## Activity
Copy the portion of the records that runs from their start through the line containing "positive clicks: (110, 147)", including both ends. Leave the pictures out of your answer.

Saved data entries
——————
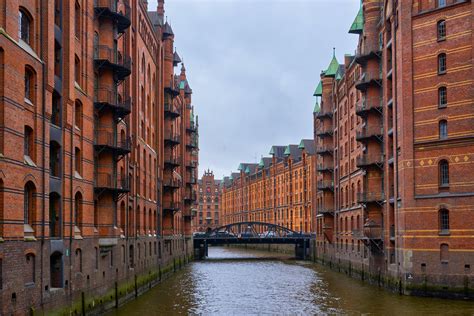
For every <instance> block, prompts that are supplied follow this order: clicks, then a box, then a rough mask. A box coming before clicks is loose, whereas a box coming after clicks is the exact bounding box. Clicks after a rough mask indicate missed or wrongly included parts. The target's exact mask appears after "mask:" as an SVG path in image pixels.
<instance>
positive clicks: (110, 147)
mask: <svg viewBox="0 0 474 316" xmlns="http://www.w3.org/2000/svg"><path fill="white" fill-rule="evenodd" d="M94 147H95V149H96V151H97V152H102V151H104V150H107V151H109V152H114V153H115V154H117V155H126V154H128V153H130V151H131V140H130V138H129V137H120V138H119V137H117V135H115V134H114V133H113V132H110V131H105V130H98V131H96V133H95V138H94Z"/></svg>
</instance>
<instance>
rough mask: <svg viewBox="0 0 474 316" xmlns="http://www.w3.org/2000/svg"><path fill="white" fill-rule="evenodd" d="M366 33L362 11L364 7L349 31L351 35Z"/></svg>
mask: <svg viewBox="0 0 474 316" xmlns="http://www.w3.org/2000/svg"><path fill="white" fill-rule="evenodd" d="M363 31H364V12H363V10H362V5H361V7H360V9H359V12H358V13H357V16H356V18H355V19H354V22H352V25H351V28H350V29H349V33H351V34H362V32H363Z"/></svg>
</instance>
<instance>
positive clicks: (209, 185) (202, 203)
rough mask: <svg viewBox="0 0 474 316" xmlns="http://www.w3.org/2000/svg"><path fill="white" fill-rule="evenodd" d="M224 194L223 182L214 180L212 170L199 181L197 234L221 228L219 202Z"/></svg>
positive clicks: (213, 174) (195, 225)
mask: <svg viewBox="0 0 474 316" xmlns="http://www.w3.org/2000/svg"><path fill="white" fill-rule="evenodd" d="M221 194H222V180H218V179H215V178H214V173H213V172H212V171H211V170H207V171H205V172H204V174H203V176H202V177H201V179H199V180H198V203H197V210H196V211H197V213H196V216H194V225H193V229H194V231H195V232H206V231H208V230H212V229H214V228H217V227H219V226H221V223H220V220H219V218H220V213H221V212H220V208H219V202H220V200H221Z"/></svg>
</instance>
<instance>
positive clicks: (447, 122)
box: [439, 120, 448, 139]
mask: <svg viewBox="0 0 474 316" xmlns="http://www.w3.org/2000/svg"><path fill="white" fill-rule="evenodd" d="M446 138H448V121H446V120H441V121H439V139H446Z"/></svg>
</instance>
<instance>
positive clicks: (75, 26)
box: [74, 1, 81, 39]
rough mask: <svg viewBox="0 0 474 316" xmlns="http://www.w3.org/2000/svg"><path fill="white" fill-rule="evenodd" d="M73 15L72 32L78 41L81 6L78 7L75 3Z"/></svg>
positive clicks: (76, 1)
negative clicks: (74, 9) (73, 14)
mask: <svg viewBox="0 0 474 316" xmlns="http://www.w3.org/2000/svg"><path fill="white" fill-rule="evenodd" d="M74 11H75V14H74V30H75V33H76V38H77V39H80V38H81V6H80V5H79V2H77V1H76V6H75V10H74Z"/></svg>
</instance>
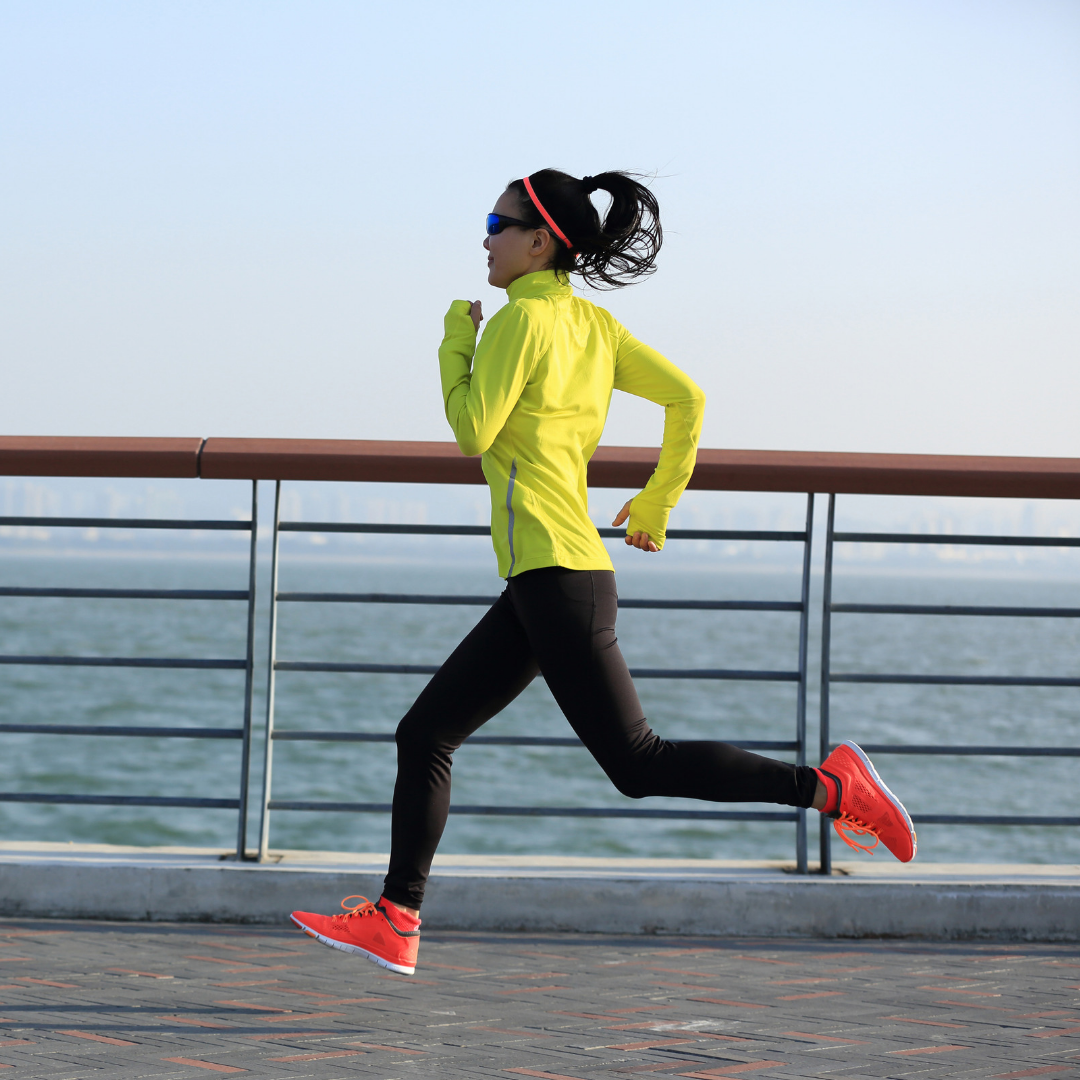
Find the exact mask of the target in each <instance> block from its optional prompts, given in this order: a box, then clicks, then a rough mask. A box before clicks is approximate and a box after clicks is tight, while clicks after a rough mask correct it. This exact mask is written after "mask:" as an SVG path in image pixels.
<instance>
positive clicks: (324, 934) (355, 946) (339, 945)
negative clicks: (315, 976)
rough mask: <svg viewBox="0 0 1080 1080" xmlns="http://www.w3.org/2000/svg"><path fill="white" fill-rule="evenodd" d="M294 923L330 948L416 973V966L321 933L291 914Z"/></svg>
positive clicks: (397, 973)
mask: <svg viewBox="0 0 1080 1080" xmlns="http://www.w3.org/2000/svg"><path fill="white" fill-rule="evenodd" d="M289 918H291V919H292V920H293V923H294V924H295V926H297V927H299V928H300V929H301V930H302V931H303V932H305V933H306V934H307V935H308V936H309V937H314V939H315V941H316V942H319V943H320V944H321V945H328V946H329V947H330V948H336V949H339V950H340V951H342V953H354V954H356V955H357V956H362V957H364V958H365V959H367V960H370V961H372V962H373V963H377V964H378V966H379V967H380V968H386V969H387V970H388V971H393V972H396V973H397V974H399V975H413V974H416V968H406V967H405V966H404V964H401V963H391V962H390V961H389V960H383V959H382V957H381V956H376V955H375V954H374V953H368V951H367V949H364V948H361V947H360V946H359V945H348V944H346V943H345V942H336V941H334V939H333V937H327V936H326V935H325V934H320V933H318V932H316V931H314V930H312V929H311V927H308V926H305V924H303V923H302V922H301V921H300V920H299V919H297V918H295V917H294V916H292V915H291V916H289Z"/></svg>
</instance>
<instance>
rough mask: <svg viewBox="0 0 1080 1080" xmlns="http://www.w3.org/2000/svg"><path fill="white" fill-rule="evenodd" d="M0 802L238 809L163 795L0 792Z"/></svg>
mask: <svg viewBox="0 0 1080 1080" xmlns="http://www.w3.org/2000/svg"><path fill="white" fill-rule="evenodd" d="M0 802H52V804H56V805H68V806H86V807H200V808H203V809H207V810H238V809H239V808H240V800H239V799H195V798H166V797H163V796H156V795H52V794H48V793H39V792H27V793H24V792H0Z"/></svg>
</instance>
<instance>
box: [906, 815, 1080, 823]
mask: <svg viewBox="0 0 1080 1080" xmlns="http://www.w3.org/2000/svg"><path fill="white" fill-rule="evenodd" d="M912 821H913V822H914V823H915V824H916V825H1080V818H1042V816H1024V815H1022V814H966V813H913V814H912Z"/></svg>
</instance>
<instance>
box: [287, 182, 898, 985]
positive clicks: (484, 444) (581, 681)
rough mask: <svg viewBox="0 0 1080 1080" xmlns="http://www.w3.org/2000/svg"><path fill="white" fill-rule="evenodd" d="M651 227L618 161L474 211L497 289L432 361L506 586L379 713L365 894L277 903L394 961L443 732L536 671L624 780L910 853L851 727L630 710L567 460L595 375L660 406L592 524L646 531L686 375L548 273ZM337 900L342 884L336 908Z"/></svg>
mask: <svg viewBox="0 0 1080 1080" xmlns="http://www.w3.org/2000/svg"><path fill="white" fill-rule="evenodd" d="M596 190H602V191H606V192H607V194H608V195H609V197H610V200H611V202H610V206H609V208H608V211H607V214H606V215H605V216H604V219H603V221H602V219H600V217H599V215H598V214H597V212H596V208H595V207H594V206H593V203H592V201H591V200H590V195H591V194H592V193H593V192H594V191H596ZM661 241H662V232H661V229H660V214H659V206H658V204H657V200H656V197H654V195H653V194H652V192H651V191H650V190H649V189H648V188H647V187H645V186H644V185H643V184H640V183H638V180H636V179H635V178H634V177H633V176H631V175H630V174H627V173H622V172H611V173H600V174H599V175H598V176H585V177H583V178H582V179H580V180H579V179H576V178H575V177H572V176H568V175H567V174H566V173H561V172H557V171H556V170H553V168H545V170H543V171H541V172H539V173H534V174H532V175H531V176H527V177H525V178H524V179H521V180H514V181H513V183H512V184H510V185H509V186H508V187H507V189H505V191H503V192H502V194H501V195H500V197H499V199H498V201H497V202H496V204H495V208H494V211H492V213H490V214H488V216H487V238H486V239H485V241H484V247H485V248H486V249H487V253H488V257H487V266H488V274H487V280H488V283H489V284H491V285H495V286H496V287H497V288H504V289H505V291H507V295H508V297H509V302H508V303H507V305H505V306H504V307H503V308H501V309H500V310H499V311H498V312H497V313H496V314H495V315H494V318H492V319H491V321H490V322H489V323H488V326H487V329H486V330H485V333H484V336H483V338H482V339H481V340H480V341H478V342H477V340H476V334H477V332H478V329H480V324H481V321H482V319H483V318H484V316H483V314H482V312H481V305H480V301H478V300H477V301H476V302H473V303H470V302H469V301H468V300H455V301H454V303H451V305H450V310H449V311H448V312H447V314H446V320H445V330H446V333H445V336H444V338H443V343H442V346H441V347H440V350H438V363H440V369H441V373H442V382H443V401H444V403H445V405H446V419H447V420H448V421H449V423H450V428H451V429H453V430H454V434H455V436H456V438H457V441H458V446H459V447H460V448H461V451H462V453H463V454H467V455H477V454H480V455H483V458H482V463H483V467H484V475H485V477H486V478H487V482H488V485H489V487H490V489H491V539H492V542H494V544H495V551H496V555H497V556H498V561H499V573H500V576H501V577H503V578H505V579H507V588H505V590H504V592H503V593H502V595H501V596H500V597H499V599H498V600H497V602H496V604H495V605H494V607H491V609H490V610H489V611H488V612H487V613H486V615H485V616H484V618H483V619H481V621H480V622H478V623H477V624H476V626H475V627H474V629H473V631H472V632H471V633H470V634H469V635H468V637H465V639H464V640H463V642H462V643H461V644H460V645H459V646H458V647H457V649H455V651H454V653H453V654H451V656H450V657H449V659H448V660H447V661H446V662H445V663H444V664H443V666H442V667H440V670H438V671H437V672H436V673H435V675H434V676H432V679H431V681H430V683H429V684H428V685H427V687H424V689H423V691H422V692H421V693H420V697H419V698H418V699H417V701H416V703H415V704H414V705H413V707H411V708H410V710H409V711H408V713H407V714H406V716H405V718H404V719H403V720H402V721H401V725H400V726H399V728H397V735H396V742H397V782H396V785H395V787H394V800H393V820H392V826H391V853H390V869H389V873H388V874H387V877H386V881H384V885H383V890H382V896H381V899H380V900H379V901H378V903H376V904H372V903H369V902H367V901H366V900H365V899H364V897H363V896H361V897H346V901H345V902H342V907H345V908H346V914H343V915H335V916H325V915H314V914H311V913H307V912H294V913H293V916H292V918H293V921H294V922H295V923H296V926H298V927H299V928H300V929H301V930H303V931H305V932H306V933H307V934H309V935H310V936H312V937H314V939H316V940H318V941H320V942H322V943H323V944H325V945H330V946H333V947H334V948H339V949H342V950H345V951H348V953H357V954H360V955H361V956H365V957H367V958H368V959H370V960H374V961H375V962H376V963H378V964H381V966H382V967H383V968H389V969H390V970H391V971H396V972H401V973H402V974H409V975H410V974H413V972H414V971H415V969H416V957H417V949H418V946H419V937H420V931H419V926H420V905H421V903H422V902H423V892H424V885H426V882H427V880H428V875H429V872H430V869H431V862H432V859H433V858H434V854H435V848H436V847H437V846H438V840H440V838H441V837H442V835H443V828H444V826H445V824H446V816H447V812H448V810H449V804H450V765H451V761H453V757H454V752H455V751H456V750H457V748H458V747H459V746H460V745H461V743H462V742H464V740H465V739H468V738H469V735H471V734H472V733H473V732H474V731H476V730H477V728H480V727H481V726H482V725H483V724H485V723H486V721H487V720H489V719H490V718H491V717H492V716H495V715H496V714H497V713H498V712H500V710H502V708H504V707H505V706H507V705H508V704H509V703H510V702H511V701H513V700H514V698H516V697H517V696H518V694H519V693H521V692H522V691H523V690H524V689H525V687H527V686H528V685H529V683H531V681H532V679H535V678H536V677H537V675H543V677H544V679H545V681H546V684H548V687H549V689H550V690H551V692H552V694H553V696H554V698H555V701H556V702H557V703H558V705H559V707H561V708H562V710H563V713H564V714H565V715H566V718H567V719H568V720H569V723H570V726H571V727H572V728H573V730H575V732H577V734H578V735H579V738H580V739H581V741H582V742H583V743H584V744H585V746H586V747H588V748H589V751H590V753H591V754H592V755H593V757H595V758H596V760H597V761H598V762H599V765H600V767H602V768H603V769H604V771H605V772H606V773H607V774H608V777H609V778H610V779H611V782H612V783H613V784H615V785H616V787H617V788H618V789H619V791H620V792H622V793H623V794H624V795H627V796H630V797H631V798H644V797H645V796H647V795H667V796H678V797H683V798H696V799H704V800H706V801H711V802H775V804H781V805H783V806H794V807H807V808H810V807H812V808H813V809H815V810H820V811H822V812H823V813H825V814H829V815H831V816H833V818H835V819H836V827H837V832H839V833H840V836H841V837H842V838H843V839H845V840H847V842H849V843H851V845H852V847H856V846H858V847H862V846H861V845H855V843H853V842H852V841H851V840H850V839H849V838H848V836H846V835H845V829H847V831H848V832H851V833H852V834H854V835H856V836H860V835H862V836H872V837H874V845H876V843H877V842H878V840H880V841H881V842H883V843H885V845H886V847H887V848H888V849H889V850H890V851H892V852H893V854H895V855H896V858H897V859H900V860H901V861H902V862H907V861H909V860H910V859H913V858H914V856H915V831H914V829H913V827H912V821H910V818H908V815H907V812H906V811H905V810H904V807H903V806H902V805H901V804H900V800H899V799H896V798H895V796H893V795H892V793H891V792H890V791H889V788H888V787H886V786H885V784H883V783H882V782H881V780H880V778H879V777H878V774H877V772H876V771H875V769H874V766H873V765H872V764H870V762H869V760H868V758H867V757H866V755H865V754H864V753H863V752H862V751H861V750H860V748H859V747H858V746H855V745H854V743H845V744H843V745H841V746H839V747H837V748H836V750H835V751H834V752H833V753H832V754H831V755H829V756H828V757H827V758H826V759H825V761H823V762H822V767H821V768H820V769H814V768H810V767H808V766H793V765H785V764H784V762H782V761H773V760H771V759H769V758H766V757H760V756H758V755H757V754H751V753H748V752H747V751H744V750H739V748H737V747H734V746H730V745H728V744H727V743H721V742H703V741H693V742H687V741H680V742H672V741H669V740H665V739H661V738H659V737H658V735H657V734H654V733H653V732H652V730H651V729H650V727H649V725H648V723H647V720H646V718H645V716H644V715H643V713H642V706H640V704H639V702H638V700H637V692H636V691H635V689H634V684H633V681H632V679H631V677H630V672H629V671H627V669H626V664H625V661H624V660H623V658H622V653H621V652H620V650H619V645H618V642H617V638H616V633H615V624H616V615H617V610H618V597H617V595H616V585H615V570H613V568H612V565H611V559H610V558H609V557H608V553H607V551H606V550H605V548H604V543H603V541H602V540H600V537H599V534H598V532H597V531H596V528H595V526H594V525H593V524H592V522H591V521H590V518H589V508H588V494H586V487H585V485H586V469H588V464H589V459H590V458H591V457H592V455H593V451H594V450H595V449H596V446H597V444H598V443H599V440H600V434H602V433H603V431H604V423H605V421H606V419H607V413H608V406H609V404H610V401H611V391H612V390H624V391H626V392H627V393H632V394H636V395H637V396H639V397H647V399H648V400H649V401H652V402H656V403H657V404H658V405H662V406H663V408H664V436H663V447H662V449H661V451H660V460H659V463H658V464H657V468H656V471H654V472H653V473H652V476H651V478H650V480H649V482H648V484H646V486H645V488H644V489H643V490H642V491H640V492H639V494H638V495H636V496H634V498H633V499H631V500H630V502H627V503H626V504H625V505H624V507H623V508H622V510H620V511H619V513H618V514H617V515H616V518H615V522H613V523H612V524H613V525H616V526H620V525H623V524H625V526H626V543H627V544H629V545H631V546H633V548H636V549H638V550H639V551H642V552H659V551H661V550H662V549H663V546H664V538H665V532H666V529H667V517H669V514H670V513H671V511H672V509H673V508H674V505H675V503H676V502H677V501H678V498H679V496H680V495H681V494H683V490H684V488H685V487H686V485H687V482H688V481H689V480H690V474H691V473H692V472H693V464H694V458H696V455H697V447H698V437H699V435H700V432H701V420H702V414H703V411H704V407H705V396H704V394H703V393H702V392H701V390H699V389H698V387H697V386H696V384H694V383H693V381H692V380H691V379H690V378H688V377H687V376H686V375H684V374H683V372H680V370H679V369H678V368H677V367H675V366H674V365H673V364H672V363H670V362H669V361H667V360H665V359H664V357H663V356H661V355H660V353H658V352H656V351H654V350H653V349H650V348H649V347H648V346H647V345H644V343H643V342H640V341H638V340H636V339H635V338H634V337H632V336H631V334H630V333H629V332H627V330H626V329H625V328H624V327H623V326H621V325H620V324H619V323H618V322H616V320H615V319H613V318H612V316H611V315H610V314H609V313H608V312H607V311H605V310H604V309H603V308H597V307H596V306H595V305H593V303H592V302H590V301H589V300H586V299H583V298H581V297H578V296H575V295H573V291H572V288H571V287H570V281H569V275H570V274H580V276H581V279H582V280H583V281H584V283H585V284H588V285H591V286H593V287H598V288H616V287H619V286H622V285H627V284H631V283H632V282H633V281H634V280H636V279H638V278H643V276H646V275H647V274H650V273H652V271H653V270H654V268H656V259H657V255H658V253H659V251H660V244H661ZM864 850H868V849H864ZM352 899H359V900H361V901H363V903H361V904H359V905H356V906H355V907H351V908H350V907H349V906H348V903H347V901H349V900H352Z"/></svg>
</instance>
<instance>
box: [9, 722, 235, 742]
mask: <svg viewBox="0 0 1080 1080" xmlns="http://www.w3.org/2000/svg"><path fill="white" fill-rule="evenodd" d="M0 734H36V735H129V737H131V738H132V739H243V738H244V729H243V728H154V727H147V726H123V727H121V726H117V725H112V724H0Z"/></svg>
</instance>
——————
## Expected output
For every <instance> block, prompts that are supplied follow this order: clicks, then a box, then a rough mask. A box coming before clicks is loose, whereas a box coming after clicks is the exact bounding box. Clicks after a rough mask indicate missed or wrongly included parts. The target's exact mask appears after "mask:" as an SVG path in image pixels.
<instance>
positive clicks: (110, 147)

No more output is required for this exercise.